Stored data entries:
####################
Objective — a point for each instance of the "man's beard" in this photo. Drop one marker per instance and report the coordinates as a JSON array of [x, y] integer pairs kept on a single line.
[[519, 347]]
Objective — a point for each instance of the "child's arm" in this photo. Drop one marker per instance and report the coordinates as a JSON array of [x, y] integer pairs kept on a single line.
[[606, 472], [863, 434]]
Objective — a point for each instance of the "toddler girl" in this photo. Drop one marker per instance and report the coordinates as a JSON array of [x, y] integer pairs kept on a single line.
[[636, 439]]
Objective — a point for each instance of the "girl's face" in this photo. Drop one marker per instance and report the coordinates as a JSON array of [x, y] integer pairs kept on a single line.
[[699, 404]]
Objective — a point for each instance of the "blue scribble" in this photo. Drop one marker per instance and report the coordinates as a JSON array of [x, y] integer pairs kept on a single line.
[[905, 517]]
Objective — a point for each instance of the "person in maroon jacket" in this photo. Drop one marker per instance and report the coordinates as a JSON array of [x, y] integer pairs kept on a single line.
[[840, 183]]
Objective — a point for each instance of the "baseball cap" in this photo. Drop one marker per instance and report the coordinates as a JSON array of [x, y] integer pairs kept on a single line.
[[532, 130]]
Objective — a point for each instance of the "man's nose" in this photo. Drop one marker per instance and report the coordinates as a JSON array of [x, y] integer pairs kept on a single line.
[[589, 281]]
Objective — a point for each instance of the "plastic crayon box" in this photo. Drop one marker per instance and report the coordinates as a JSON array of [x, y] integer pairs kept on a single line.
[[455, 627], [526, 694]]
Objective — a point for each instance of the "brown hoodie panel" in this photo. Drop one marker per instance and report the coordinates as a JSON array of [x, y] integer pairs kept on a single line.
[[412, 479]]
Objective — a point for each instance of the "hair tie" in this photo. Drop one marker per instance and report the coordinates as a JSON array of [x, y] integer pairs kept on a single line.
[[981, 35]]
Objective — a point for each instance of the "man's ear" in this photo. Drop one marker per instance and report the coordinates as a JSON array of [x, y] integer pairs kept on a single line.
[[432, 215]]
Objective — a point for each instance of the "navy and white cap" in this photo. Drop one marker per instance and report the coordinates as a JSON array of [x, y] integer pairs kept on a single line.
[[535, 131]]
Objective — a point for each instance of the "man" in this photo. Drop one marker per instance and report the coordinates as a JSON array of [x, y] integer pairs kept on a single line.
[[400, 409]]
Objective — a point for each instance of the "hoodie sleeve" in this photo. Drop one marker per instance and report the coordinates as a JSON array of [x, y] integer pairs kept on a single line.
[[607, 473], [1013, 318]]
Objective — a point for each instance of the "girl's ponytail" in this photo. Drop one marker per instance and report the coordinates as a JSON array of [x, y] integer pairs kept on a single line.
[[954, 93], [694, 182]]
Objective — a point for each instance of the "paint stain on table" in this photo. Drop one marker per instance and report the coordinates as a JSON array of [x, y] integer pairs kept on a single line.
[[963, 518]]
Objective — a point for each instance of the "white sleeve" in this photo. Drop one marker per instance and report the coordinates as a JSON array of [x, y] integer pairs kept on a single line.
####################
— What is required —
Using the data above, repeat every line exactly.

— Response to the task —
Objective — a point for each instance of the "man's beard" in this photo. Drop one marker per instance and report the coordinates as a JSON array of [x, y] integer pairs kept on a single line.
[[519, 347]]
Objective — a point for each instance of the "child's arm" in this photo. Drop one marker per instance and report the coordinates as a JSON array of [x, y] integer pairs kept on a single line.
[[606, 472], [863, 434]]
Objective — a point for each instance of the "toddler girl" in this photo. Drop one marker per instance and report the coordinates as a JSON array of [x, y] integer pairs kept on a single line.
[[636, 439]]
Objective — a point for each instance of the "girl's face" in this photo. Drop one marker per instance and report the coordinates as a JSON array of [x, y] integer pairs kept on a single line.
[[699, 404]]
Objective — a point for each instance of the "blue scribble" in this photo. Drop one marker per instance and report the coordinates as a JSON array of [x, y] integer pairs kept on a single line.
[[905, 517]]
Objective — a point for each instance of the "person in maroon jacket" in this photo. Drop one marker per instance and report the coordinates as a JSON array of [x, y] integer pairs kept on a single line.
[[840, 183]]
Objective — a point for each instance of the "baseball cap" in this photo. Drop one marker per instance and report the coordinates as a JSON array of [x, y] integer pairs kept on a single line.
[[532, 130]]
Objective — a point for each instance of the "man's nose" in this photo. Drop one marker per instance and report the coordinates as a JSON array of [x, y] integer pairs kept on a single line.
[[589, 281]]
Objective — a point for each instance of the "plastic crayon box" in this photo. Drop one marker per instance and report the coordinates as a JSON array of [x, y] integer pairs kept on a single line.
[[455, 627], [526, 694]]
Objective — a point for each instance of the "brown hoodie panel" in this photo. Drop one marker per instance and report the coordinates as a JSON array of [x, y] integer pairs kept on a single line.
[[412, 479]]
Objective — a point for each instance of the "hair tie" in this photo. Drop one marker per instance and report the coordinates as a JSON array of [x, y] integer pairs kept on a single line.
[[981, 35]]
Objective — a point for each instance of the "man's ear" in this photo. Drop one marker per instance and report the coordinates as a JSON array of [x, y] integer pairs kept on a single line.
[[432, 215]]
Objective — a point for each instance of the "navy and white cap" in this photo. Drop one marker per instance and report the coordinates as a JSON array of [x, y] integer pairs kept on a single line.
[[535, 131]]
Objective — a point for each instance of the "man" in this photo. Drop one marker per instance and report the coordinates as a JSON array of [x, y] integer pairs kept on a single line.
[[400, 409]]
Objective — a point for each instance of the "hoodie sleeve" in this photo. Drop one marker per instance and report the coordinates as a JSON array of [x, y] integer pairs kept on a single line.
[[607, 473], [1013, 318]]
Objective — a point for each instance of the "girl's ponytail" in this photo. Drop one marker per instance and report the coordinates as a JSON array of [x, y] integer pairs kept on a single line.
[[954, 93], [694, 182]]
Objective — a point for each instance of the "paint stain on table" in this photo. Drop one marker per instance and report the coordinates as a JSON array of [x, y] integer pairs kept on a single line.
[[963, 518]]
Objective — a point for each instance of the "white sleeve" in this photo. Drop one marker per instance and report the coordinates as a JSON array of [x, y] integer pairs kept on a single line.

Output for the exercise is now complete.